Record excerpts:
↓↓↓

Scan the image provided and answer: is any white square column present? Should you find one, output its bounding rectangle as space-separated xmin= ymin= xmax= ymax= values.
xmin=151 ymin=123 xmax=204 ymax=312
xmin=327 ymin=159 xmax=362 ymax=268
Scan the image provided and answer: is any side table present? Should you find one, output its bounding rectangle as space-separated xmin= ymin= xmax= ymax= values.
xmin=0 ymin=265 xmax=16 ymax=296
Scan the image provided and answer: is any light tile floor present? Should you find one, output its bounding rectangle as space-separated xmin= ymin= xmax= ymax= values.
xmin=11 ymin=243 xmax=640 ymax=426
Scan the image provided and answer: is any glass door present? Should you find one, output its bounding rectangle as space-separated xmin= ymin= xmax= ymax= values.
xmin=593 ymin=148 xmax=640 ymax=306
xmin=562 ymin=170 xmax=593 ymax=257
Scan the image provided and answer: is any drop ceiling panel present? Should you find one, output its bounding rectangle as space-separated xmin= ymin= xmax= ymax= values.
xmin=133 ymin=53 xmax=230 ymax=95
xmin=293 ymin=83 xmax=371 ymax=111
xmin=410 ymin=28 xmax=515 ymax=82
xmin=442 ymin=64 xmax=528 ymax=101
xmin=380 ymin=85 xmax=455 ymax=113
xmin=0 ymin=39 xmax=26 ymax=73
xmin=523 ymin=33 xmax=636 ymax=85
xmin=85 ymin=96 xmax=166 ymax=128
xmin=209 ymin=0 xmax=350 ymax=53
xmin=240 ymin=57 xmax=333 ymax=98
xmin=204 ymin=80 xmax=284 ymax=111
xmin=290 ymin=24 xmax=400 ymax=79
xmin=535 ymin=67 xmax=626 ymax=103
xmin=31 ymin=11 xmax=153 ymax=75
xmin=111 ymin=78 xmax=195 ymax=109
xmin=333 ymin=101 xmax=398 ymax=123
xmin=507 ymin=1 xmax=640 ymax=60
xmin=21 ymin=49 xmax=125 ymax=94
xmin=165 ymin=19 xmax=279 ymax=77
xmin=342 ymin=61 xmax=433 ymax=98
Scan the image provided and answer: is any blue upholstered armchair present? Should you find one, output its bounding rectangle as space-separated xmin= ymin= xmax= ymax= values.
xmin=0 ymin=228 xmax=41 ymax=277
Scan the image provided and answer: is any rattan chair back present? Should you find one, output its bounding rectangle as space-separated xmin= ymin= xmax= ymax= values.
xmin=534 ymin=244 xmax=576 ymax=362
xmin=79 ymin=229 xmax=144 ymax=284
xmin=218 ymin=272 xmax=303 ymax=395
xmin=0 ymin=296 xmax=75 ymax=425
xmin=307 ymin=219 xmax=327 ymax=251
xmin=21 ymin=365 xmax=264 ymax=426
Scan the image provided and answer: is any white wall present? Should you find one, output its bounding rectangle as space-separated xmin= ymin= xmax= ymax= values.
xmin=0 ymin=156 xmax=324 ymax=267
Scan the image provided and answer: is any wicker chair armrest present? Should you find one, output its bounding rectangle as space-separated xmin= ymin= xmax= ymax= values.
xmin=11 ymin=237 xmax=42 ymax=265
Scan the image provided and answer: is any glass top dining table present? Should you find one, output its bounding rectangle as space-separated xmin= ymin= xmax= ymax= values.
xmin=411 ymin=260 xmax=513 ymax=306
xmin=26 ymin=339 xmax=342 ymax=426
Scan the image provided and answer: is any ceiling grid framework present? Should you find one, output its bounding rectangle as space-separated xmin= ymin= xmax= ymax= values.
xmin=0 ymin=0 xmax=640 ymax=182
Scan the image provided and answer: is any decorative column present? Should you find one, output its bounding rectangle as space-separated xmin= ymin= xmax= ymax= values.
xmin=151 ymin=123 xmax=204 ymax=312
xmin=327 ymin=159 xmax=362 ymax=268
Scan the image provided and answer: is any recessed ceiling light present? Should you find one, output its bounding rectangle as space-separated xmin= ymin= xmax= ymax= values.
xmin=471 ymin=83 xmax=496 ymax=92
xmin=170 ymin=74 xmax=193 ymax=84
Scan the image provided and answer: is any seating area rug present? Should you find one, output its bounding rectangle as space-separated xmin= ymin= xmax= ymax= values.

↑↑↑

Required work: Identify each line in the items above that contains the word "white", and copy those lines in full.

Final result:
Scan the image provided and answer: is any white square column present? Should you find one, output its bounding rectangle as space-separated xmin= ymin= xmax= ymax= values.
Scan the image provided and answer: is any white wall present? Should you find one, output its bounding rectangle as space-separated xmin= ymin= xmax= ymax= values.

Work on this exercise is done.